TEXTO DE LECTURA —
━━━━

Por: Moisés Panduro Coral

 

Que la China sea el mayor emisor de dióxido de carbono parece sorprender a algunos. Diez años hace desde que los herederos de Mao, los dazibaos y la cuatrinca, desbancaron a los norteamericanos del nada prestigiado lugar de mayor contaminador de la atmósfera del planeta. Producen actualmente más de 8 mil millones de toneladas de dióxido de carbono, como resultado del uso intensivo de carbón mineral con el que abastece sus miles de fábricas y produce la energía eléctrica que demandan gran parte de sus 1,500 millones de habitantes.

Sin embargo, no es justo que sólo cuestionemos a China por su volumen de emisiones, ya que debe recordarse que este país vienen reduciéndolas sostenidamente (en 2013 sus emisiones alcanzaron los 11 mil millones de TM), y que lidera, además, la investigación tecnológica de control de contaminantes industriales. Una de las últimas aplicaciones exitosas es el uso de 23 toneladas de una bacteria que literalmente come petróleo para limpiar un derrame en un puerto petrolero. Sorprende también el uso de una especie de algas que crecen en el interior de las tuberías y que se alimentan del dióxido de carbono que pasa por ellas, transformándose en un alimento vegetal que con el tiempo satisfacerá los gustos y los apetitos de cientos de miles de estómagos orientales.

━━━━

LISTADO SELECCIONADO —
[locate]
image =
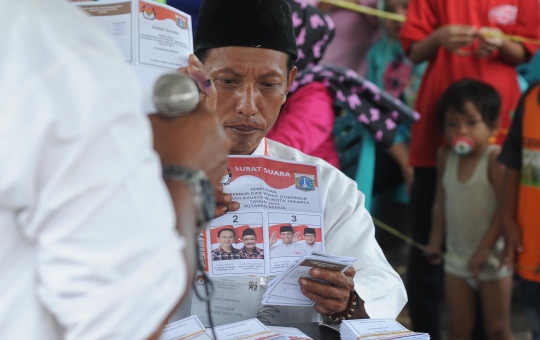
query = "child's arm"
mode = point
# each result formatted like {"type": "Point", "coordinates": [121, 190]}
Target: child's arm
{"type": "Point", "coordinates": [451, 37]}
{"type": "Point", "coordinates": [434, 247]}
{"type": "Point", "coordinates": [495, 230]}
{"type": "Point", "coordinates": [512, 232]}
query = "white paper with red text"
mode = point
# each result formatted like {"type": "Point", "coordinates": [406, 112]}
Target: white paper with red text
{"type": "Point", "coordinates": [272, 194]}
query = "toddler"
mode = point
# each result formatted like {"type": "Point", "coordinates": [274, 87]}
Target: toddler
{"type": "Point", "coordinates": [466, 211]}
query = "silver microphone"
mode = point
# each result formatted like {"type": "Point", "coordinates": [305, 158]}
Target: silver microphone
{"type": "Point", "coordinates": [175, 94]}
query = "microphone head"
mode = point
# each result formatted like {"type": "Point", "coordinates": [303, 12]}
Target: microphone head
{"type": "Point", "coordinates": [175, 94]}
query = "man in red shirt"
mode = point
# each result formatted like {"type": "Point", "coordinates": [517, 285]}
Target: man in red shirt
{"type": "Point", "coordinates": [455, 37]}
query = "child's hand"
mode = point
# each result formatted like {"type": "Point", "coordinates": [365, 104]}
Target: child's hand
{"type": "Point", "coordinates": [433, 254]}
{"type": "Point", "coordinates": [454, 37]}
{"type": "Point", "coordinates": [512, 243]}
{"type": "Point", "coordinates": [477, 261]}
{"type": "Point", "coordinates": [490, 41]}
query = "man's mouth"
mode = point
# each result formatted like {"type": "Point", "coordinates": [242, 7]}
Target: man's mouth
{"type": "Point", "coordinates": [244, 130]}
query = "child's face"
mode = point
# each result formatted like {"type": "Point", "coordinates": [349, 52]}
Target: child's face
{"type": "Point", "coordinates": [468, 124]}
{"type": "Point", "coordinates": [399, 7]}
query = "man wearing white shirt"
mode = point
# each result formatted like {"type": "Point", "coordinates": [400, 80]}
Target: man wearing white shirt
{"type": "Point", "coordinates": [309, 243]}
{"type": "Point", "coordinates": [89, 248]}
{"type": "Point", "coordinates": [251, 63]}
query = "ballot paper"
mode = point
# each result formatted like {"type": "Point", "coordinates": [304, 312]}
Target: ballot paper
{"type": "Point", "coordinates": [367, 329]}
{"type": "Point", "coordinates": [284, 290]}
{"type": "Point", "coordinates": [292, 333]}
{"type": "Point", "coordinates": [153, 38]}
{"type": "Point", "coordinates": [272, 194]}
{"type": "Point", "coordinates": [192, 329]}
{"type": "Point", "coordinates": [189, 328]}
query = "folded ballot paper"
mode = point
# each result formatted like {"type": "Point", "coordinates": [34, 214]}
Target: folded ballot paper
{"type": "Point", "coordinates": [284, 290]}
{"type": "Point", "coordinates": [192, 329]}
{"type": "Point", "coordinates": [367, 329]}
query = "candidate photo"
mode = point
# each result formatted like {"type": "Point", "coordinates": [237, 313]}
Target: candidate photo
{"type": "Point", "coordinates": [250, 249]}
{"type": "Point", "coordinates": [226, 251]}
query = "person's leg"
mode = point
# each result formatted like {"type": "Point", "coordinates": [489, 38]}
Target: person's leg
{"type": "Point", "coordinates": [530, 298]}
{"type": "Point", "coordinates": [496, 300]}
{"type": "Point", "coordinates": [460, 301]}
{"type": "Point", "coordinates": [424, 281]}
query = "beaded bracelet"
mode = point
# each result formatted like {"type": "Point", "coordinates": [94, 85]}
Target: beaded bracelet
{"type": "Point", "coordinates": [347, 314]}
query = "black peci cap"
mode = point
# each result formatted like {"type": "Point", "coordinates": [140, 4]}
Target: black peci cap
{"type": "Point", "coordinates": [246, 23]}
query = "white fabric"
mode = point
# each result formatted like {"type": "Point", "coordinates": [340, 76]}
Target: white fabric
{"type": "Point", "coordinates": [88, 247]}
{"type": "Point", "coordinates": [316, 247]}
{"type": "Point", "coordinates": [350, 232]}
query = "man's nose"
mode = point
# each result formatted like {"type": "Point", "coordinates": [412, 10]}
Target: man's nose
{"type": "Point", "coordinates": [247, 101]}
{"type": "Point", "coordinates": [462, 129]}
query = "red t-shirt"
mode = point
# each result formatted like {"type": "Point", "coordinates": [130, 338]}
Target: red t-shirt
{"type": "Point", "coordinates": [306, 122]}
{"type": "Point", "coordinates": [516, 17]}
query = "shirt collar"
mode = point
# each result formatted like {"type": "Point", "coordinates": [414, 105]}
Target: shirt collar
{"type": "Point", "coordinates": [261, 150]}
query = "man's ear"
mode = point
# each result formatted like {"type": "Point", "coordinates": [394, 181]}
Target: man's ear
{"type": "Point", "coordinates": [290, 80]}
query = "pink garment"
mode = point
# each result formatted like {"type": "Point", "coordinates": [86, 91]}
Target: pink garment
{"type": "Point", "coordinates": [306, 122]}
{"type": "Point", "coordinates": [355, 34]}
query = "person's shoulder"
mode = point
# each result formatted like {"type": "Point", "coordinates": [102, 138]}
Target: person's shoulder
{"type": "Point", "coordinates": [331, 174]}
{"type": "Point", "coordinates": [442, 156]}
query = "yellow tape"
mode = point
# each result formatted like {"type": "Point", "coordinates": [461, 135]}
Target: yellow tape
{"type": "Point", "coordinates": [366, 10]}
{"type": "Point", "coordinates": [422, 247]}
{"type": "Point", "coordinates": [401, 18]}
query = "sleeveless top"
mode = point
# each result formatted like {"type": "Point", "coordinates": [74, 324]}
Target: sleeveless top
{"type": "Point", "coordinates": [469, 209]}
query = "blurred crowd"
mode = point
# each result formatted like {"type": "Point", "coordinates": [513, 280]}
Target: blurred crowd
{"type": "Point", "coordinates": [453, 149]}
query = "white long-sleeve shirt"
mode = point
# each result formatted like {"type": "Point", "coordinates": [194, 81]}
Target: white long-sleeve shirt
{"type": "Point", "coordinates": [88, 247]}
{"type": "Point", "coordinates": [349, 231]}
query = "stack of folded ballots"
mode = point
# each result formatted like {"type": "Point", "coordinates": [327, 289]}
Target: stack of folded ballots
{"type": "Point", "coordinates": [284, 290]}
{"type": "Point", "coordinates": [367, 329]}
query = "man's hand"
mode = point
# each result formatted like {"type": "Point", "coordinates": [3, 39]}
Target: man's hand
{"type": "Point", "coordinates": [197, 140]}
{"type": "Point", "coordinates": [329, 299]}
{"type": "Point", "coordinates": [490, 41]}
{"type": "Point", "coordinates": [224, 202]}
{"type": "Point", "coordinates": [454, 37]}
{"type": "Point", "coordinates": [477, 261]}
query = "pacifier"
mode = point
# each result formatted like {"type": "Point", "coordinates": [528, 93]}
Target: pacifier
{"type": "Point", "coordinates": [462, 145]}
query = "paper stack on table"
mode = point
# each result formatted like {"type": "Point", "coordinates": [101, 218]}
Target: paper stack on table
{"type": "Point", "coordinates": [191, 328]}
{"type": "Point", "coordinates": [367, 329]}
{"type": "Point", "coordinates": [284, 290]}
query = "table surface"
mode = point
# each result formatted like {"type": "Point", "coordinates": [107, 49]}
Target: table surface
{"type": "Point", "coordinates": [314, 331]}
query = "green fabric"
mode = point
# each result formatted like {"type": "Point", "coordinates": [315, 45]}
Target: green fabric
{"type": "Point", "coordinates": [365, 173]}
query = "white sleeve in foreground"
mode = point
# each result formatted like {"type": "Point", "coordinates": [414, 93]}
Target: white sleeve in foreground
{"type": "Point", "coordinates": [108, 258]}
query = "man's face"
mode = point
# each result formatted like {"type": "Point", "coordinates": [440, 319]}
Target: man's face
{"type": "Point", "coordinates": [252, 84]}
{"type": "Point", "coordinates": [286, 237]}
{"type": "Point", "coordinates": [226, 239]}
{"type": "Point", "coordinates": [310, 239]}
{"type": "Point", "coordinates": [250, 241]}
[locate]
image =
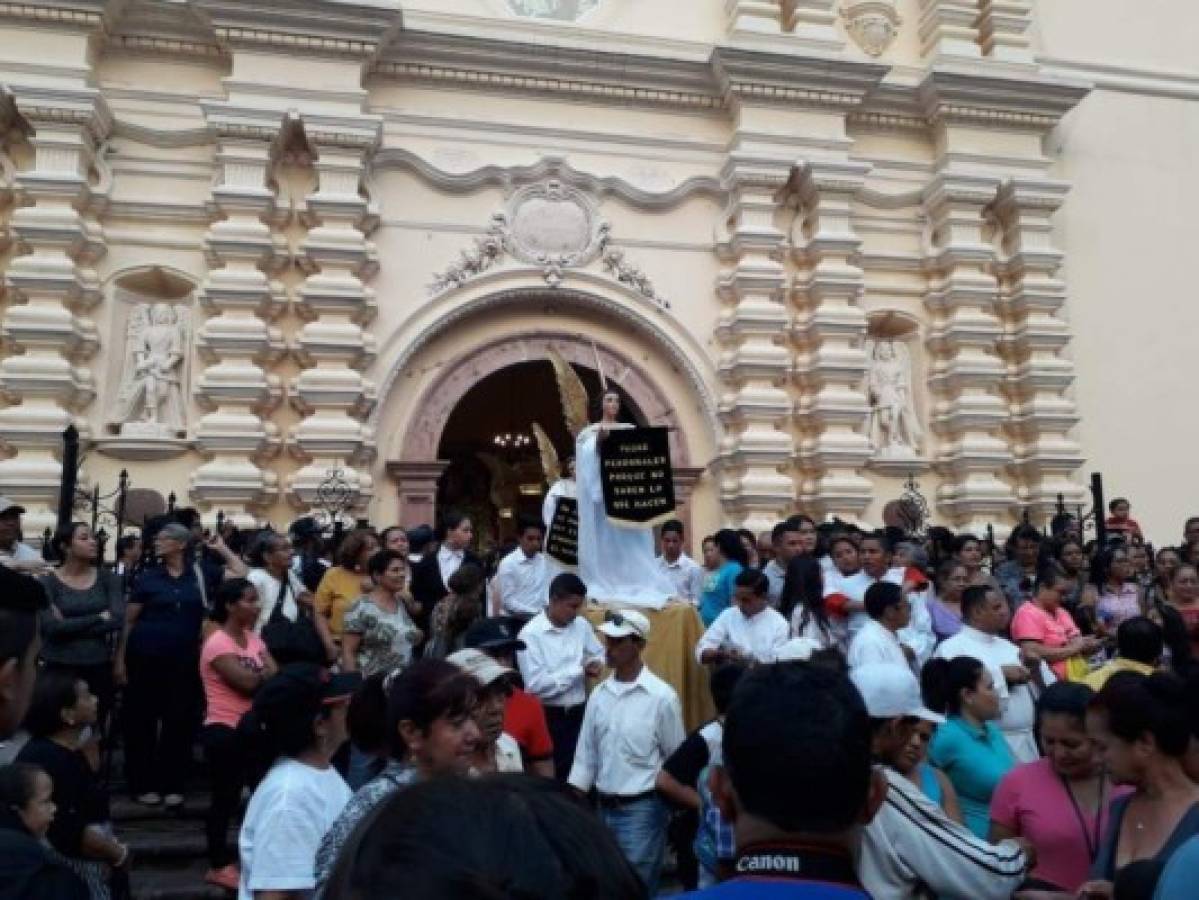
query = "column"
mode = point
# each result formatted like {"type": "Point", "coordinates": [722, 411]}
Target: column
{"type": "Point", "coordinates": [332, 346]}
{"type": "Point", "coordinates": [755, 363]}
{"type": "Point", "coordinates": [950, 28]}
{"type": "Point", "coordinates": [1002, 29]}
{"type": "Point", "coordinates": [965, 369]}
{"type": "Point", "coordinates": [52, 284]}
{"type": "Point", "coordinates": [830, 333]}
{"type": "Point", "coordinates": [238, 342]}
{"type": "Point", "coordinates": [1042, 411]}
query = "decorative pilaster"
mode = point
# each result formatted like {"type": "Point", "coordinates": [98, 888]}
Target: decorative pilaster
{"type": "Point", "coordinates": [965, 369]}
{"type": "Point", "coordinates": [52, 284]}
{"type": "Point", "coordinates": [950, 28]}
{"type": "Point", "coordinates": [1042, 411]}
{"type": "Point", "coordinates": [812, 19]}
{"type": "Point", "coordinates": [236, 342]}
{"type": "Point", "coordinates": [755, 362]}
{"type": "Point", "coordinates": [1002, 29]}
{"type": "Point", "coordinates": [332, 348]}
{"type": "Point", "coordinates": [830, 334]}
{"type": "Point", "coordinates": [754, 16]}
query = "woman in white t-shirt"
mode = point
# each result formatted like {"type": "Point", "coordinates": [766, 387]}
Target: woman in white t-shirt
{"type": "Point", "coordinates": [300, 718]}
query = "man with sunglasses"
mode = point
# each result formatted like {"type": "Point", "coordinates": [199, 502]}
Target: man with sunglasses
{"type": "Point", "coordinates": [633, 723]}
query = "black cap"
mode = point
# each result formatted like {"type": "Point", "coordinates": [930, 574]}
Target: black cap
{"type": "Point", "coordinates": [299, 686]}
{"type": "Point", "coordinates": [493, 634]}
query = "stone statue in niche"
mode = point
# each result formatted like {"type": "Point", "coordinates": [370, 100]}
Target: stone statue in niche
{"type": "Point", "coordinates": [895, 430]}
{"type": "Point", "coordinates": [150, 399]}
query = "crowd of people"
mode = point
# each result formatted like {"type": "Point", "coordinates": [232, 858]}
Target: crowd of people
{"type": "Point", "coordinates": [395, 714]}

━━━━

CONSIGNA — Continúa el texto sobre las emisiones de dióxido de carbono de China después de su última oración.

RESPUESTA ESPERADA —
De su poderío tecnológico hay muchas referencias, pero nos basta citar su ambicioso plan de conquista del espacio que China ha ido implementando en estos últimos años, tales como: la investigación científica en la Luna, la construcción y colocación de estaciones y laboratorios  espaciales, el lanzamiento de naves de pasajeros y de carga, y la realización de un alunizaje tripulado en el largo plazo.  ¿Qué es lo que impulsó a este milenario país de emperadores, del acero y de la tela de seda al desarrollo tecnológico y a la exploración en el espacio exterior? La respuesta es que para llegar a ser un país de primer nivel es necesario desencadenar antes el progreso económico.

Es la necesidad de mover la variable económica la que exige que una nación se articule, incremente su capacidad productiva, promueva su creatividad, potencie su capital humano.  En unos años más, el mundo será testigo de la puesta en funcionamiento de cinco megalómanos proyectos chinos que dejarán la Gran Muralla China como si fuera una verja de jardín. Entre ellos, un nuevo aeropuerto internacional en Daxing que se suma al de Pekín (en este momento, el segundo después de Atlanta en Estados Unidos) por el que pasarán unos 72 millones de pasajeros; un parque eólico que tendrá una potencia instalada de 20,000 megavatios, y una red de trenes que unirá las ciudades distribuídas en sus 9,6 millones de km2 de extensión superficial a una velocidad de 350 km/hora.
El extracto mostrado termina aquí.